━━━━━ Extracted text
He prudently and modestly translates the fault from Saul to his followers and evil counsellors.

And David said to Saul, wherefore hearest thou men's words,.... The false charges and accusations, that some of Saul's courtiers brought against David, as Doeg the Edomite, and such like sycophants and flatterers, to whom Saul hearkened, and believed what they said, and acted upon it. David chose rather to lay the blame on Saul's courtiers than on himself; and he began with him in this way, the rather to reconcile him to him, and cause him to listen to what he had to say: and represents them as

saying to him:

behold, David seeketh thy hurt? seeks to take away thy life, and seize upon thy crown and throne; than which nothing was more foreign from him.

And David said to Saul, {e} Wherefore hearest thou men's words, saying, Behold, David seeketh thy hurt?

(e) Contrary to the report of those who said David was Saul's enemy, he proves himself to be his friend.

EXEGETICAL (ORIGINAL LANGUAGES)
9–15. David pleads his innocence

9. men’s words] Calumniators like “Cush the Benjamite,” against whom Psalms 7 is directed, strove to inflame Saul’s mind against David. That Psalm has been with much probability referred to this period of his life. David’s protestation of innocence in 1 Samuel 24:3-4 of the Psalm is closely parallel to his words in 1 Samuel 24:10-11; and his appeal to the judgment of Jehovah in 1 Samuel 24:8-9 of the Psalm resembles that in 1 Samuel 24:15.

Verses 9, 10. - In his address David complained of Saul's listening to men's words, which slanderously represented him as lying in wait to kill the king (comp. 1 Samuel 22:8). In answer to their calumnies he now pleads Saul's own experience of his deeds. Some bade me kill thee. Hebrew, "he bade to kill thee." The literal rendering is, "Jehovah delivered thee today into my hand, and bade kill thee." The A.V. supplies some, or, more exactly, "one said." This is supported by the Syriac and Chaldee, but the literal rendering is probably the right one. Had David killed Saul, it would have seemed as if it were ordered by Providence so to be, and as if by putting Saul into his power God had intended his death. But what seem to us to be the leadings of Providence are not to be blindly followed. Possibly David's first thought was that God intended Saul to die, and so the Vulgate, "I thought to kill thee. But immediately a truer feeling came over his mind, and he recognised that opportunities, such as that just given him, may be temptations to be overcome. The highest principles of religion and morality do not bend to external circumstances, but override them. 1 Samuel 24:9But when Saul had gone out of the cave, David went out, and called, "My lord king," that when the king looked round he might expostulate with him, with the deepest reverence, but yet with earnest words, that should sharpen his conscience as to the unfounded nature of his suspicion and the injustice of his persecution. "Why dost thou hearken to words of men, who say, Behold, David seeketh thy hurt? Behold, this day thine eyes have been that Jehovah hath given thee to-day into my hand in the cave, and they said (אמר, thought) to kill thee, and I spared thee:" lit. it (mine eye) spared thee (cf. Genesis 45:20; Deuteronomy 7:16, etc., which show that עיני is to be supplied).
━━━━━━━━━━
━━━━━ The data
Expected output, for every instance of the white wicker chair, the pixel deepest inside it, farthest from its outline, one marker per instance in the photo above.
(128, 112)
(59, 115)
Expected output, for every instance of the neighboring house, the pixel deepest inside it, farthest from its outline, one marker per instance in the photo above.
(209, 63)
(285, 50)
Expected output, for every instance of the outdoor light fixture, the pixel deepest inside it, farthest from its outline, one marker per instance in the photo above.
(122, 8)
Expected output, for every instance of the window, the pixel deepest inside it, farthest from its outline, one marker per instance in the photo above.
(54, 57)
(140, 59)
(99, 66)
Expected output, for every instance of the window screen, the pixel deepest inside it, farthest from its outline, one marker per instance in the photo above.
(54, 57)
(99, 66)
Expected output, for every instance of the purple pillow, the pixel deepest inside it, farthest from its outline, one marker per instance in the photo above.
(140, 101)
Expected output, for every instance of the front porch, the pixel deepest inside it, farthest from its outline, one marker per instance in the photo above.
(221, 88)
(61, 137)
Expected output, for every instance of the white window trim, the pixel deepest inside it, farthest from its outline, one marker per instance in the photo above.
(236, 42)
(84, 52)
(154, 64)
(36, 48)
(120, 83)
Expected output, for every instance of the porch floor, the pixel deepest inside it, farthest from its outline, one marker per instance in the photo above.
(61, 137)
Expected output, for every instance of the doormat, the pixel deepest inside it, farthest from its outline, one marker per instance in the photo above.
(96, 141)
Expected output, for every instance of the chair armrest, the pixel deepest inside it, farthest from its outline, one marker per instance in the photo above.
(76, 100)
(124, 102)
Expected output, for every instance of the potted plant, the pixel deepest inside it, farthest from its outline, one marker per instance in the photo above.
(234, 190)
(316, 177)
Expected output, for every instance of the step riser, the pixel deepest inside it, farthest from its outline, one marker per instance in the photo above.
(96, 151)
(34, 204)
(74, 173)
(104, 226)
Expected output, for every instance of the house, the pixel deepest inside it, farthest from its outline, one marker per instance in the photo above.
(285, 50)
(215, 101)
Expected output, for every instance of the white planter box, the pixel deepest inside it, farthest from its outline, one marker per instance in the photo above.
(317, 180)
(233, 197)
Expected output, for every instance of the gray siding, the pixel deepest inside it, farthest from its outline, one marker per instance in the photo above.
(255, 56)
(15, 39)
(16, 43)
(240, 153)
━━━━━━━━━━
━━━━━ The data
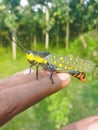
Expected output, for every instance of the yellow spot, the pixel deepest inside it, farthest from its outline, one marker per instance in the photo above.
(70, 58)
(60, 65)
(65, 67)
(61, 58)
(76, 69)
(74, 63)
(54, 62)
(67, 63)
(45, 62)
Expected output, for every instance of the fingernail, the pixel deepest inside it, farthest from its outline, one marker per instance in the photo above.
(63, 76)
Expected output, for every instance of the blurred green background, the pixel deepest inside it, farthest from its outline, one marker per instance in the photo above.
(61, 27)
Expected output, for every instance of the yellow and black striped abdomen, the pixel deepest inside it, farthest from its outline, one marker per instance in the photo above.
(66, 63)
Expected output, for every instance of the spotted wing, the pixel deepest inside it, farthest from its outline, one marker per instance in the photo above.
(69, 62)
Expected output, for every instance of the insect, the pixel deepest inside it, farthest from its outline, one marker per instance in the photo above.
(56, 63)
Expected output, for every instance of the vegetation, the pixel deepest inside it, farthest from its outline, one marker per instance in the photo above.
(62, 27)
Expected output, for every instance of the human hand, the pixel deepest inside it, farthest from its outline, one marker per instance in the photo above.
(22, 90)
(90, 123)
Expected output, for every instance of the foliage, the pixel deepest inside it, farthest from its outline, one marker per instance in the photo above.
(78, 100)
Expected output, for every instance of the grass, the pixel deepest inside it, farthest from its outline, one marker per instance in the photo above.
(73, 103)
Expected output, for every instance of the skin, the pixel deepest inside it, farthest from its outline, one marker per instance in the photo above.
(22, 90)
━━━━━━━━━━
▸ Task directions
From the commentary on 1 Samuel 24:9 above, set down word for word the passage starting with "And David said to Saul, wherefore" and going on through "EXEGETICAL (ORIGINAL LANGUAGES)".

▸ Reply
And David said to Saul, wherefore hearest thou men's words,.... The false charges and accusations, that some of Saul's courtiers brought against David, as Doeg the Edomite, and such like sycophants and flatterers, to whom Saul hearkened, and believed what they said, and acted upon it. David chose rather to lay the blame on Saul's courtiers than on himself; and he began with him in this way, the rather to reconcile him to him, and cause him to listen to what he had to say: and represents them as

saying to him:

behold, David seeketh thy hurt? seeks to take away thy life, and seize upon thy crown and throne; than which nothing was more foreign from him.

And David said to Saul, {e} Wherefore hearest thou men's words, saying, Behold, David seeketh thy hurt?

(e) Contrary to the report of those who said David was Saul's enemy, he proves himself to be his friend.

EXEGETICAL (ORIGINAL LANGUAGES)